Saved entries
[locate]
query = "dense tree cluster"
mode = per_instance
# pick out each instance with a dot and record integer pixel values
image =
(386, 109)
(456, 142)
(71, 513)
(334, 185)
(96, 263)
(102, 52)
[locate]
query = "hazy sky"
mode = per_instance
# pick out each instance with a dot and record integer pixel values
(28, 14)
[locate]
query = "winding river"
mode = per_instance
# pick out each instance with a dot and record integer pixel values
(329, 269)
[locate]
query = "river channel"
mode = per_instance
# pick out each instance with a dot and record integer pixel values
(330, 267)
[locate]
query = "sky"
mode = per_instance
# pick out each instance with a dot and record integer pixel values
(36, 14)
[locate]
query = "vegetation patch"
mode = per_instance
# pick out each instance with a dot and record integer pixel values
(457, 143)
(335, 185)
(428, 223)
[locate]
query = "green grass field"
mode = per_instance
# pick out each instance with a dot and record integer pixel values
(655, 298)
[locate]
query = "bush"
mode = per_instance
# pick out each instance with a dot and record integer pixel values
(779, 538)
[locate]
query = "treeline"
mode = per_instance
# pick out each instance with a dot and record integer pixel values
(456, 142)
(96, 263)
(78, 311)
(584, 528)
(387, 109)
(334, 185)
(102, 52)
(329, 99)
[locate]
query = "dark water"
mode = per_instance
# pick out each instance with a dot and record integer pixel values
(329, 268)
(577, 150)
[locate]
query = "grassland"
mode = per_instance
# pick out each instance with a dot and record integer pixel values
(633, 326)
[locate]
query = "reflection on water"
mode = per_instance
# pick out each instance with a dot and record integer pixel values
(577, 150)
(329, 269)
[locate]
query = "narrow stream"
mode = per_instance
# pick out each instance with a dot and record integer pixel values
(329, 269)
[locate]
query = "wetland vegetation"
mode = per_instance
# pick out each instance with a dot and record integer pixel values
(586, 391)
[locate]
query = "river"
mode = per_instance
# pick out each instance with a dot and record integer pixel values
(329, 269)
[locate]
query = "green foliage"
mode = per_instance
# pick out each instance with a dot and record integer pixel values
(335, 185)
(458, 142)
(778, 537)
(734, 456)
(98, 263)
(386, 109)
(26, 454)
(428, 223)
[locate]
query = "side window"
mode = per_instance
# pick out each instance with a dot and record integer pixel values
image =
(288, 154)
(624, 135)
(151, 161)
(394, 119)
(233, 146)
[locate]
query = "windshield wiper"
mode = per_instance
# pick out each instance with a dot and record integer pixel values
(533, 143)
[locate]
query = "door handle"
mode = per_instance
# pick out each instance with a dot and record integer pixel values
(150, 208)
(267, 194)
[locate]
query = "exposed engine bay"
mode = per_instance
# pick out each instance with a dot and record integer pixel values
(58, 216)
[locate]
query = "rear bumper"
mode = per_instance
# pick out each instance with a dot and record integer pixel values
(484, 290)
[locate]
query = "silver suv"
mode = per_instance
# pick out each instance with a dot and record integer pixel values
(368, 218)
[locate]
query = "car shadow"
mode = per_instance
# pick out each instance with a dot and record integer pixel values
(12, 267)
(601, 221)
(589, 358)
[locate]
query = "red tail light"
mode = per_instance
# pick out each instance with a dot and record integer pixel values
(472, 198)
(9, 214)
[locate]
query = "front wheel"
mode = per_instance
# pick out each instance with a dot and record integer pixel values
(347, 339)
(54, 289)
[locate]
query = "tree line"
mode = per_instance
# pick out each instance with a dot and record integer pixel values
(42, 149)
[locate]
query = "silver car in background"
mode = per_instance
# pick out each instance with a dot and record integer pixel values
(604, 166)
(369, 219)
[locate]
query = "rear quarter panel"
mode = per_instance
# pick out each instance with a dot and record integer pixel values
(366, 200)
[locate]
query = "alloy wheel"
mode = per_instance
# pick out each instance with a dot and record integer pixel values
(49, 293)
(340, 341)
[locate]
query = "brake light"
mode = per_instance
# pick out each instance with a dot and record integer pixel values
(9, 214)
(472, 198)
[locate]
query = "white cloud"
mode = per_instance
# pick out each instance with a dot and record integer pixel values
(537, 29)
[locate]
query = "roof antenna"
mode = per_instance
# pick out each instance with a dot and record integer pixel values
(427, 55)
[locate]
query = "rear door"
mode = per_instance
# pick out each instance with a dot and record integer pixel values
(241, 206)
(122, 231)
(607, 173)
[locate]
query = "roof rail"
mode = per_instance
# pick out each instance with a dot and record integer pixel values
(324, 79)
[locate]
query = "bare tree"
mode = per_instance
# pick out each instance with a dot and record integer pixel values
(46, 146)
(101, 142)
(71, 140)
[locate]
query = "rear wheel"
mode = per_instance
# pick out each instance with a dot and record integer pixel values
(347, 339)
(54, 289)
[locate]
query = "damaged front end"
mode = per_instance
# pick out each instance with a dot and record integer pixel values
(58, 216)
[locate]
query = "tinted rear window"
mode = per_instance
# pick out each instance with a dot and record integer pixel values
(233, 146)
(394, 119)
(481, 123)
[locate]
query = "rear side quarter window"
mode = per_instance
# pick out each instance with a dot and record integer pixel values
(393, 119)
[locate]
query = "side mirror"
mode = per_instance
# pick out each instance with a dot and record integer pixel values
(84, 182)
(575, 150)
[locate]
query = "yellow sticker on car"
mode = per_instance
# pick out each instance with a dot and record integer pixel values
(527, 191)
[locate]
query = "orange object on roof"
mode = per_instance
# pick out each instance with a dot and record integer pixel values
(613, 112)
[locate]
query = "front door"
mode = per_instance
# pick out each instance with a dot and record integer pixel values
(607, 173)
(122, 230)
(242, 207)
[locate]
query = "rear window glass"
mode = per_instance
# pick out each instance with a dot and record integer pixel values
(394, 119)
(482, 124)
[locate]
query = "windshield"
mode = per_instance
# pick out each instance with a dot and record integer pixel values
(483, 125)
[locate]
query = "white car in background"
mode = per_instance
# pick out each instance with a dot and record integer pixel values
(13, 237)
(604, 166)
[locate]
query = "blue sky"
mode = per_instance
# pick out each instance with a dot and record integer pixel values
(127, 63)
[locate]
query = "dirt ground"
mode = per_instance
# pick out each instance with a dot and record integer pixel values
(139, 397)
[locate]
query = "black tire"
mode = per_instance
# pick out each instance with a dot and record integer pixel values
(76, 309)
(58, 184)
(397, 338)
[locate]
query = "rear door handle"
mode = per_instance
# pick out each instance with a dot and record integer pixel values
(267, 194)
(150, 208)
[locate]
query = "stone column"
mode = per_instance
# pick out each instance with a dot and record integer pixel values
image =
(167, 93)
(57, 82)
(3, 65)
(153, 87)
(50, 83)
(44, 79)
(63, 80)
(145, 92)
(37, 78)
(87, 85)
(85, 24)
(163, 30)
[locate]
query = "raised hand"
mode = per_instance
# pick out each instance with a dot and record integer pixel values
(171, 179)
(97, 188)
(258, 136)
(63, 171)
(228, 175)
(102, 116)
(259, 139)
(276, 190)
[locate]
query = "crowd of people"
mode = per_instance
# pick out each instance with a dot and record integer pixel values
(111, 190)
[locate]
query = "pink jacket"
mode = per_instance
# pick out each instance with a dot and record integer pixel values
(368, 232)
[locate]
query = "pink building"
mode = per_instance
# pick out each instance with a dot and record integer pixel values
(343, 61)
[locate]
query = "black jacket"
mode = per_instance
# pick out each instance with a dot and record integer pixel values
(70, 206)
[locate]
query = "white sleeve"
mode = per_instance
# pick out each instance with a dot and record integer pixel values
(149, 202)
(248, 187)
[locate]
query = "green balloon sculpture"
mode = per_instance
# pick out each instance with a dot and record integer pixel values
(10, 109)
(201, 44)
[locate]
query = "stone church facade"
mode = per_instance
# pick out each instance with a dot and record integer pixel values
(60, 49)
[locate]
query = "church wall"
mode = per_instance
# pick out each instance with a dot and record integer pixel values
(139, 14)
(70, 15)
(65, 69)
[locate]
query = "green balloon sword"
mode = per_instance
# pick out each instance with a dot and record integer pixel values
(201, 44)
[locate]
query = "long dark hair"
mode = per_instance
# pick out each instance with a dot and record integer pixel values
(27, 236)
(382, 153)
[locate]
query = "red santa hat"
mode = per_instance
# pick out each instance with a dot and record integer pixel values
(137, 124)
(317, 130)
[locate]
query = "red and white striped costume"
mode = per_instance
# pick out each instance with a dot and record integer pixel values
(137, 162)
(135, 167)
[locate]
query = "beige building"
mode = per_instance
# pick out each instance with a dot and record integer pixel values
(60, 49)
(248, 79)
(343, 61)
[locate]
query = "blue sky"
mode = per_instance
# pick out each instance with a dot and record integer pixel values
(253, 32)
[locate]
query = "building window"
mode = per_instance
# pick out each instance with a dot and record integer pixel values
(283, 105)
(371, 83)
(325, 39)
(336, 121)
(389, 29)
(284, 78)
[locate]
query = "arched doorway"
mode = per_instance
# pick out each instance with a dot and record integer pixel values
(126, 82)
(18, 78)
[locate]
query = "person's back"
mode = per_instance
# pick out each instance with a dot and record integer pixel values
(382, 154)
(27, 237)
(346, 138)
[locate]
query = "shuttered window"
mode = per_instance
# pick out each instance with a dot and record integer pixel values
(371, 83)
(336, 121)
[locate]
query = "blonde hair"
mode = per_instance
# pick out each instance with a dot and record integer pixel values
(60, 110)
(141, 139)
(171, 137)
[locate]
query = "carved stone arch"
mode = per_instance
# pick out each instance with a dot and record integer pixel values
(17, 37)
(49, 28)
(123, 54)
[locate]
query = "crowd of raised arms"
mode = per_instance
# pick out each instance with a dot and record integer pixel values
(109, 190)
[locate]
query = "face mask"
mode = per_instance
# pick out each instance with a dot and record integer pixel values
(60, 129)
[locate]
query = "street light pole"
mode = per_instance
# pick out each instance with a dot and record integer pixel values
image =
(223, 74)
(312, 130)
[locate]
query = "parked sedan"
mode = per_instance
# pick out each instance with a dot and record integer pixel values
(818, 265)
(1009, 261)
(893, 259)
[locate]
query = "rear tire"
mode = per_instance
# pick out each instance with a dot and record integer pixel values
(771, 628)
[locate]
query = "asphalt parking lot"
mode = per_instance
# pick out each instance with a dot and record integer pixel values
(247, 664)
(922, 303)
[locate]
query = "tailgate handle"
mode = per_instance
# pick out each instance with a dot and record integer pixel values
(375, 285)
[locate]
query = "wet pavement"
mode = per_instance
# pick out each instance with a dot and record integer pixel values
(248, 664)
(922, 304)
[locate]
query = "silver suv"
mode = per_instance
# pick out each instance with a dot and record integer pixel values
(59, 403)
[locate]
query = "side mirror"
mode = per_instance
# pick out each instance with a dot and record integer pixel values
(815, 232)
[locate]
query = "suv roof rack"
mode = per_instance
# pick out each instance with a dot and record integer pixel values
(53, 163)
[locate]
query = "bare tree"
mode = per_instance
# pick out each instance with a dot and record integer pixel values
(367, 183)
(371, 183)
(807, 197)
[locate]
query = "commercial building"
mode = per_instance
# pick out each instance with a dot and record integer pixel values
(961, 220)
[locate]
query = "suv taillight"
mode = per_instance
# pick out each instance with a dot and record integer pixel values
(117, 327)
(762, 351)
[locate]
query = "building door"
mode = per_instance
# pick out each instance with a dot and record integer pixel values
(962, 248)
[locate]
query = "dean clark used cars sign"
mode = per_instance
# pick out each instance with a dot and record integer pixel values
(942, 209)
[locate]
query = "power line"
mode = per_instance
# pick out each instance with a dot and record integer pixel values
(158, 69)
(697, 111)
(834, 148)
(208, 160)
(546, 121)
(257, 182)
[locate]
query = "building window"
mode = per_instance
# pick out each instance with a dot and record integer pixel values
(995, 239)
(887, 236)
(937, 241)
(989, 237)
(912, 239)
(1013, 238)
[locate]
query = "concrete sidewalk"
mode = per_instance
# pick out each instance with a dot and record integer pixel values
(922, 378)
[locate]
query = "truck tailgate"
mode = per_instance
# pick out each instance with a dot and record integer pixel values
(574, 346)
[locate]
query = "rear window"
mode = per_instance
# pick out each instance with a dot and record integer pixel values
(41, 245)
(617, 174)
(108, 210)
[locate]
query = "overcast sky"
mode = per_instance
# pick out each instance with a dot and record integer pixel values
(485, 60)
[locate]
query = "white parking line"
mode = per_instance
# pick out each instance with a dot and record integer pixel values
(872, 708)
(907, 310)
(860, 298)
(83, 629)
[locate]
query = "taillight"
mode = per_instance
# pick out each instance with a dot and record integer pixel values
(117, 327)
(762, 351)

_WORK TO COMPLETE_
Would you filter the records and copy out each line containing "dark"?

_COMPLETED EXERCISE_
query = "dark water"
query = "long dark hair"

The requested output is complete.